= Stored items =
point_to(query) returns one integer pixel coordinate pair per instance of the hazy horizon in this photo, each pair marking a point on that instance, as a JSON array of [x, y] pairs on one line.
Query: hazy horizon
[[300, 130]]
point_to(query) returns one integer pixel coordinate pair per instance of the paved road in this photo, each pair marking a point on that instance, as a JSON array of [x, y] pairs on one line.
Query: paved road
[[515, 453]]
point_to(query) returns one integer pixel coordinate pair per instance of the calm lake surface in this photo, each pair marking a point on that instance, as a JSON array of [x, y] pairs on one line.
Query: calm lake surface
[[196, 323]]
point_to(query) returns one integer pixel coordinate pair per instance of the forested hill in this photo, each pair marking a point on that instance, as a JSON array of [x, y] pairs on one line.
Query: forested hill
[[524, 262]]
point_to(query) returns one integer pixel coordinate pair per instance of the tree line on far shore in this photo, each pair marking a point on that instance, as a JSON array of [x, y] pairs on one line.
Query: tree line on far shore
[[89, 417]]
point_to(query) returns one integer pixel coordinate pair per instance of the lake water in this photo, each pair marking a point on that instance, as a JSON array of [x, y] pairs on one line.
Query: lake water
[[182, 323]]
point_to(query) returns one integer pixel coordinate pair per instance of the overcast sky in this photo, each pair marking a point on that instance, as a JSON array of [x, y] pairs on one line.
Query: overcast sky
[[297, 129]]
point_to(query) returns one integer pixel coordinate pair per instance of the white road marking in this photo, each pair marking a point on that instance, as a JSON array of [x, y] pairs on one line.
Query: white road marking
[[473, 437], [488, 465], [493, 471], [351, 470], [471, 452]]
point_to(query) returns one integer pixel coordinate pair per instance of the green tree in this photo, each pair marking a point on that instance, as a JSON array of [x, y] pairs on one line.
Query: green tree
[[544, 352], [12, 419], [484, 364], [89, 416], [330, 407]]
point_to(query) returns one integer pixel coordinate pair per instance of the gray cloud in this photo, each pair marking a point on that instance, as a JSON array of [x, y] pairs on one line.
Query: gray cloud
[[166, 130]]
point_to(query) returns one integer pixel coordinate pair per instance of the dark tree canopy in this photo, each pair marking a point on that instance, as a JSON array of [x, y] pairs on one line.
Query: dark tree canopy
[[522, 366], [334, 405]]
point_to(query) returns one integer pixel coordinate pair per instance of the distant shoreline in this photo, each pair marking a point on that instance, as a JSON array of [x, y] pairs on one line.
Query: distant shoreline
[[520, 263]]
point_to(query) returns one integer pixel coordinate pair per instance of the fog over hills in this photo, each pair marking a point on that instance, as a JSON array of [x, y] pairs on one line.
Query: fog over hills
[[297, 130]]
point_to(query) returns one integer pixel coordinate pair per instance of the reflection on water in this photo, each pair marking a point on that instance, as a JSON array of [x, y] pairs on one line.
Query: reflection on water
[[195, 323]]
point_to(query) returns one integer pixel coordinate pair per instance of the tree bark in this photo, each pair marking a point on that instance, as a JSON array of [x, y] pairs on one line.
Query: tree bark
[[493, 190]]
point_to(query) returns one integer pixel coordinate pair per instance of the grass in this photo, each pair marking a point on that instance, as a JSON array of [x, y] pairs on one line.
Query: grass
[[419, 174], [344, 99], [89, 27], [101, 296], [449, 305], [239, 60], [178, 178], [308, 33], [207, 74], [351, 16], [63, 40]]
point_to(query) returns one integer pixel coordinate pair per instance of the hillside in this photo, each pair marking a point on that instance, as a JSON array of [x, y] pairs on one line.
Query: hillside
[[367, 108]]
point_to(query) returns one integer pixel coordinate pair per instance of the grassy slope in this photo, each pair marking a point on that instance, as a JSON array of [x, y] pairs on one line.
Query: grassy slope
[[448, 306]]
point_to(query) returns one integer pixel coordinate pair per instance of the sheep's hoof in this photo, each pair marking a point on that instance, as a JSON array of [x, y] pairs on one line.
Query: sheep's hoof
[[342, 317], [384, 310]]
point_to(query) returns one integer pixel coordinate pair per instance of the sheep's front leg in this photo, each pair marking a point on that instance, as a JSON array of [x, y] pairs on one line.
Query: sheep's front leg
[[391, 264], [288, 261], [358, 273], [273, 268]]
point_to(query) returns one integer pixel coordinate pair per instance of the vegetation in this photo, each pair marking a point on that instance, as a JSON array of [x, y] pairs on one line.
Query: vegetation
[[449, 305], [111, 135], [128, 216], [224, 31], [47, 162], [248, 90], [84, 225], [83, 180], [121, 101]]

= Exercise brief =
What is needed here is every record above, repeated exactly.

= Written solution =
point_to(query) returns one integer pixel coordinate pair per instance of the hazy horizon in this photo, each pair marking a point on that instance, as a JSON array of [x, y] pairs on one line.
Query: hazy horizon
[[300, 130]]
point_to(query) returns one integer pixel coordinate pair per instance of the paved road in this photo, each pair marking a point on that instance, as a JSON array of [x, y] pairs on one line.
Query: paved road
[[515, 453]]
point_to(query) returns one integer pixel coordinate pair per instance of the calm lake surface in this photo, each pair marking a point on that instance, as a JSON array of [x, y] pairs on one line.
Query: calm lake surface
[[196, 323]]
point_to(query) returns one integer pixel coordinate pair per instance of the forested hill in this photo, each pair marking a point on that instance, as a JSON array of [x, y] pairs on one line.
Query: forested hill
[[524, 262]]
point_to(query) returns one integer pixel coordinate pair per instance of the tree line on far shore in this photo, each pair marking a point on that instance, as a JSON array of [x, y] pairs on one line.
Query: tree line on far shore
[[89, 417]]
point_to(query) returns one integer pixel coordinate pair per instance of the lake water in this photo, each pair marking a point on that instance, as a JSON array of [x, y] pairs on one line.
Query: lake water
[[182, 323]]
point_to(query) returns one integer pixel coordinate pair per instance of the overcast sky in this photo, each pair marking a point on that instance, as a JSON array of [x, y] pairs on one line.
Query: overcast sky
[[297, 129]]
point_to(query) returns one integer pixel coordinate pair per instance of the white road marking in this photo, each pair marking a point on that instance, as a JSON array of [x, y] pairs on one line.
Query: white road marking
[[473, 437], [488, 465], [493, 471], [351, 470], [471, 452]]
point_to(query) returns one integer pixel coordinate pair per instance of the green tree in this photo, each pair marking a point on that instance, as a JSON array of [x, y] pairs on one line.
Query: green tree
[[544, 352], [12, 419], [484, 364], [89, 416], [330, 407]]
point_to(query) returns one integer pixel coordinate pair per instance of the gray cloud in this photo, each pair marking a point on that instance, as a JSON array of [x, y] pairs on one line.
Query: gray cloud
[[166, 130]]
point_to(query) returns one integer pixel coordinate pair per instance of the dark tree canopy in this photo, each pair marking a point on that instance, as a JSON array of [x, y] pairs on one line.
Query: dark tree canopy
[[522, 366], [334, 405]]
point_to(query) returns one integer pixel coordinate pair per instance of the distant shoreline in this photo, each pair marking a point on that instance, as a JSON array of [x, y] pairs on one line.
Query: distant shoreline
[[520, 263]]
point_to(query) returns one integer pixel coordinate pair per instance of the fog over hills in this photo, each pair marking a point on that instance, as a JSON array of [x, y] pairs on one line.
Query: fog over hills
[[297, 130]]
point_to(query) returns one integer pixel coordinate pair per instance of the reflection on water in this photo, each pair marking a point on that instance, as a JSON array of [x, y] pairs on one line.
Query: reflection on water
[[195, 323]]
point_to(query) returns one integer pixel coordinate pair per instance of the tree bark in this photo, each pair marking a point on that instance, as a JSON array of [x, y] pairs on one line.
Query: tree bark
[[493, 190]]
point_to(query) returns one integer pixel coordinate pair per instance of the grass in this photo, each pair marking a point on that instance, as a JSON array of [x, y] pairs on one line.
Query: grass
[[419, 174], [344, 99], [89, 27], [101, 296], [449, 305], [239, 60], [178, 178], [308, 33], [207, 74], [351, 16], [63, 40]]
point_to(query) returns one integer pixel coordinate pair per instance of the hillside in this photo, each pair marking a point on that instance, as a JSON array of [x, y] pairs on one line.
Query: hillside
[[367, 108]]
point_to(query) returns one integer pixel coordinate pair per instance of the grassy slope in this photo, each pair marking a point on that instance, as a JSON array of [x, y] pairs on one line.
Query: grassy slope
[[448, 306]]
point_to(query) returns one integer pixel coordinate pair per instance of the sheep's hoof in this photo, each pair marking a point on that instance, as a JSON array of [x, y] pairs on one line.
Query: sheep's hoof
[[342, 317], [384, 310]]
point_to(query) returns one integer pixel coordinate pair per instance of the sheep's front leg in this photo, each pair marking a point on that instance, as a JSON array of [x, y] pairs on one line.
Query: sheep's front leg
[[391, 264], [288, 261], [358, 273], [273, 268]]
point_to(query) returns one integer pixel coordinate pair per instance of the vegetation in this photo, each pair marking a point on that instance, as a JSON array of [x, y] pairs on one line.
Query: vegetation
[[449, 305], [111, 135], [128, 216], [224, 31], [47, 162], [248, 90], [84, 225], [83, 180], [121, 101]]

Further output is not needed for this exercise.